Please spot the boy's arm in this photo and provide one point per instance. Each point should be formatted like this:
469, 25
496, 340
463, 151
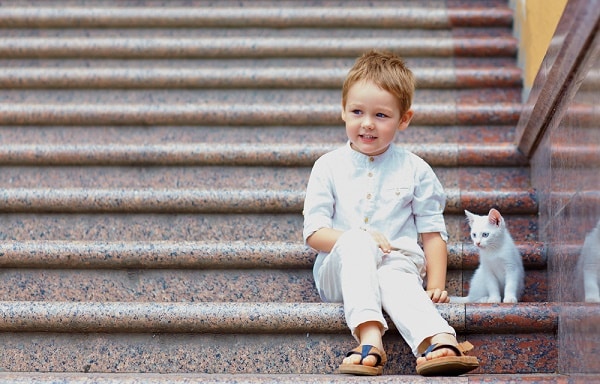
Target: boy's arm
437, 261
323, 239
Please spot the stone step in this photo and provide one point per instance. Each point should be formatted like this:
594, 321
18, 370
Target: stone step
172, 76
196, 286
205, 255
195, 272
267, 114
238, 153
222, 201
248, 14
249, 338
248, 227
152, 378
234, 178
193, 44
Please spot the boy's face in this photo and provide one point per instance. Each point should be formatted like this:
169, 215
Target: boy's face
372, 117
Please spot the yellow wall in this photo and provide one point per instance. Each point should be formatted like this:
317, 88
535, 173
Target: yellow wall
535, 22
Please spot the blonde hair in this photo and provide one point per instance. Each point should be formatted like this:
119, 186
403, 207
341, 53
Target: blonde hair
388, 72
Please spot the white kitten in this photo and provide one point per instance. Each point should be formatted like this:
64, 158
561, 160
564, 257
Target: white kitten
500, 275
589, 265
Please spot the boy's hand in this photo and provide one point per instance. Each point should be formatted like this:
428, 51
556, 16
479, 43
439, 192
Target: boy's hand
438, 296
382, 241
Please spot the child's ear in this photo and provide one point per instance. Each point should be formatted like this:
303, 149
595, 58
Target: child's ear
405, 120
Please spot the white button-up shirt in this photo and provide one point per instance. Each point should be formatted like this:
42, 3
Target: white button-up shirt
395, 193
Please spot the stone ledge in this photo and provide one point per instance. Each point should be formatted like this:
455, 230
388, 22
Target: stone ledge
251, 318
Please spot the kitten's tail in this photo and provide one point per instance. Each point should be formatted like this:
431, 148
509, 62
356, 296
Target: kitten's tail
458, 300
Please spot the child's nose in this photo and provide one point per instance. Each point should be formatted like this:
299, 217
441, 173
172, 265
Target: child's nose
367, 123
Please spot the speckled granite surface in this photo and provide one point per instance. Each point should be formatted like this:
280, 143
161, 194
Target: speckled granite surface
153, 174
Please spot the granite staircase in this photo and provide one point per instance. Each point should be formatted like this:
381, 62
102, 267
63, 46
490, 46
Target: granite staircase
153, 161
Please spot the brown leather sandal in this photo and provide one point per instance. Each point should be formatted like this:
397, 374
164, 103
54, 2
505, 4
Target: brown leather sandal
449, 365
364, 370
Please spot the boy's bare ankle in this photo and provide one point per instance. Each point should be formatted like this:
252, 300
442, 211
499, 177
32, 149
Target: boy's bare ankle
443, 338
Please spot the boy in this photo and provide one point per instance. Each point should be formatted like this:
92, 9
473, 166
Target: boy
366, 204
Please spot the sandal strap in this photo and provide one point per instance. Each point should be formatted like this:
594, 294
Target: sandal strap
365, 351
435, 347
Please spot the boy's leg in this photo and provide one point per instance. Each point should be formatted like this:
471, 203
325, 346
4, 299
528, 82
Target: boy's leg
409, 307
349, 275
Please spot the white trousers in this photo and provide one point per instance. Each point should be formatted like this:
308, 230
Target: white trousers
358, 274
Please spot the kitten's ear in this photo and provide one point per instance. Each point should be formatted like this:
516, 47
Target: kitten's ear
470, 217
495, 217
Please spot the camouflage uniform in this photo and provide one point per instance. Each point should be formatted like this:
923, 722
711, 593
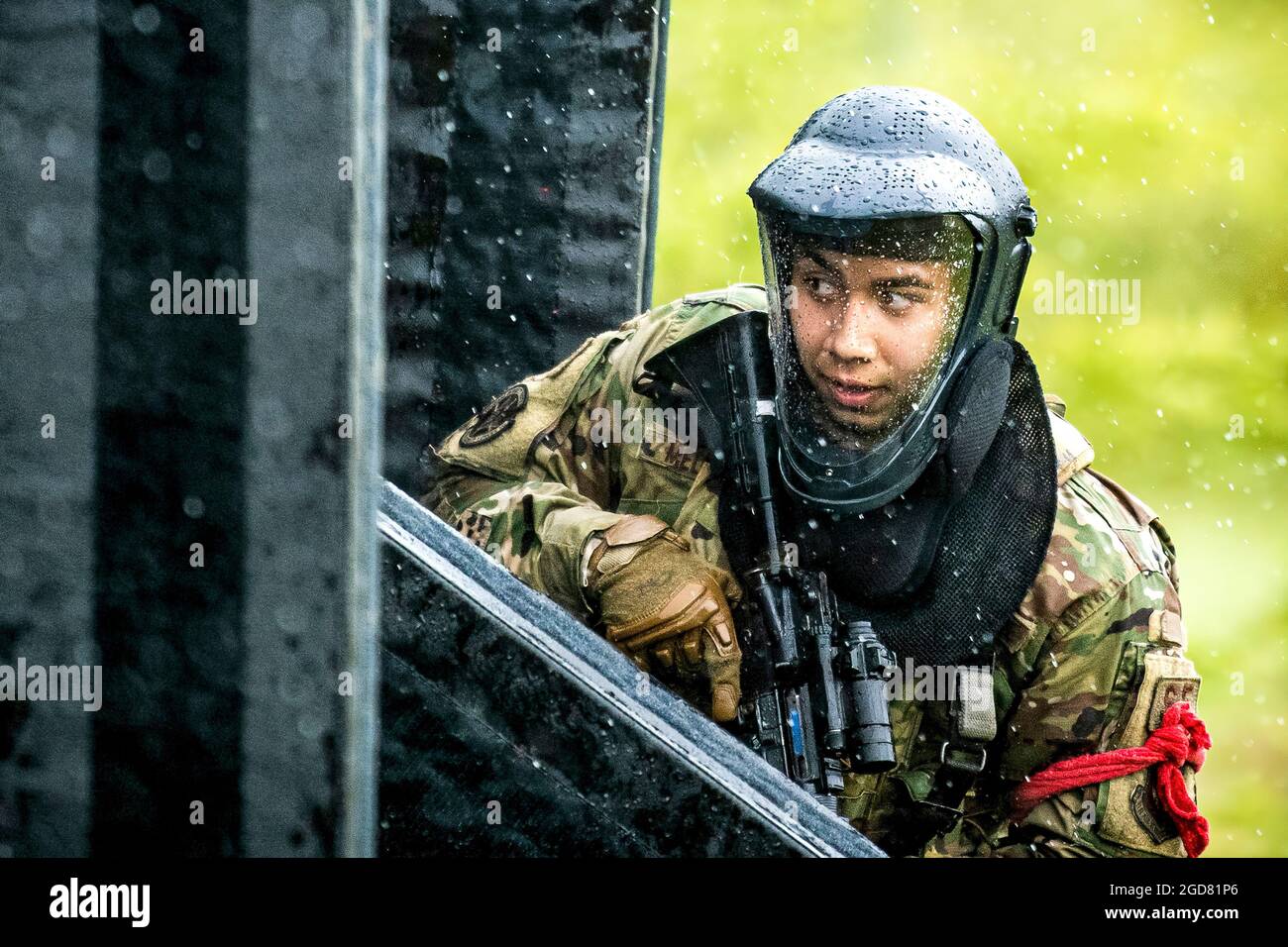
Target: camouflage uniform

------------------------------------

• **Stated exercise**
Could you return all of the material above word for word, with the pictures left out?

• **Response to the task**
Please spot the boy's arm in this photo and provide one point per instance. Each point should be formatted like this:
469, 25
496, 340
463, 151
Target: boy's arm
437, 261
323, 239
Please spot the stone step in this photo and provide one point per instance. Each point should be formatted like this:
594, 321
18, 370
Target: stone step
172, 76
196, 286
205, 255
195, 272
267, 114
238, 153
222, 201
248, 14
249, 338
248, 227
152, 378
234, 178
193, 44
Please spot the boy's face in this photo and provide one point per instance. Each point should be formatted like this:
169, 215
Target: boy's face
372, 117
Please spot the yellow wall in this photo and provide one point per instance. Each point should be formatted like this:
317, 88
535, 173
Target: yellow wall
535, 22
Please spot the blonde hair in this photo and provide one point per instance. Each point should be formatted like this:
119, 186
403, 207
341, 53
Target: blonde hair
388, 72
Please spot the white kitten in this photo and provide one point per instance. Each point should be formatted like this:
64, 158
561, 160
564, 257
Target: white kitten
500, 275
589, 265
Please spot the boy's hand in this photo and provide one point per instance. Each point should be formatted like this:
428, 51
556, 16
479, 43
439, 192
Target: boy's hand
438, 296
382, 241
Please spot the child's ear in this photo and provide one point per instance. Each point should be formatted like this:
303, 149
595, 58
Target: child's ear
405, 120
Please spot the white button-up shirt in this photo and provide one point per instance. Each point should be formatted like this:
42, 3
Target: white button-up shirt
395, 193
Please spot the stone ledge in this photo and provide one point per instance. Each point should be formatted like this:
455, 230
388, 22
Target: stone ledge
251, 318
Please spot the kitten's tail in this photo and provide one point per instance. Each point should be formatted like this:
431, 148
509, 62
356, 296
Target: kitten's tail
458, 300
Please spot the child's nose in this photo and provide one point per instance. Each point should be formatted like this:
299, 217
441, 173
172, 265
Target: child's nose
367, 123
Please spot the speckled granite surface in this photo and provide one point per instance. Each point should be formatted like this:
280, 143
161, 194
Target: speckled granite surface
153, 174
Please spot the granite staircase in this photo and provide one point per instance. Each point should be formatted like this:
381, 62
102, 267
63, 46
490, 46
Target: granite staircase
153, 161
Please spot the brown leather sandal in this photo and provide one point per instance. Each point should be formatted like this:
397, 374
164, 103
54, 2
505, 4
Target: brown leather sandal
449, 365
364, 370
Please spot the boy's bare ankle in this photo and provide one point per instance. Each point should be formatted like this:
252, 300
442, 211
499, 177
32, 149
Target: boy's bare ankle
443, 338
Please spot the boy in this photo and provide one point per instance. Each point should be formatted like this:
92, 9
473, 166
Target: boy
366, 204
Please spot the sandal strap in this photo and provide one point per instance. Each point should be formatted like this:
594, 294
Target: sandal strap
365, 351
435, 347
Please spot the boy's leg in this photo and provide one point per instance. Each point should be formatted like this:
471, 203
325, 346
4, 299
528, 82
Target: boy's leg
409, 307
349, 275
Please spot the white trousers in this photo and provide one point per instance. Each point should be formatted like this:
308, 230
Target: white trousers
358, 274
Please spot the kitten's ear in this photo and provide one point per instance. Each point should be formatted like this:
516, 47
Target: kitten's ear
470, 217
495, 217
Please spot the camouflage uniform in this photo and provide one point per instance. Each point should be formatted like this:
923, 722
711, 593
Target: camouflage uniform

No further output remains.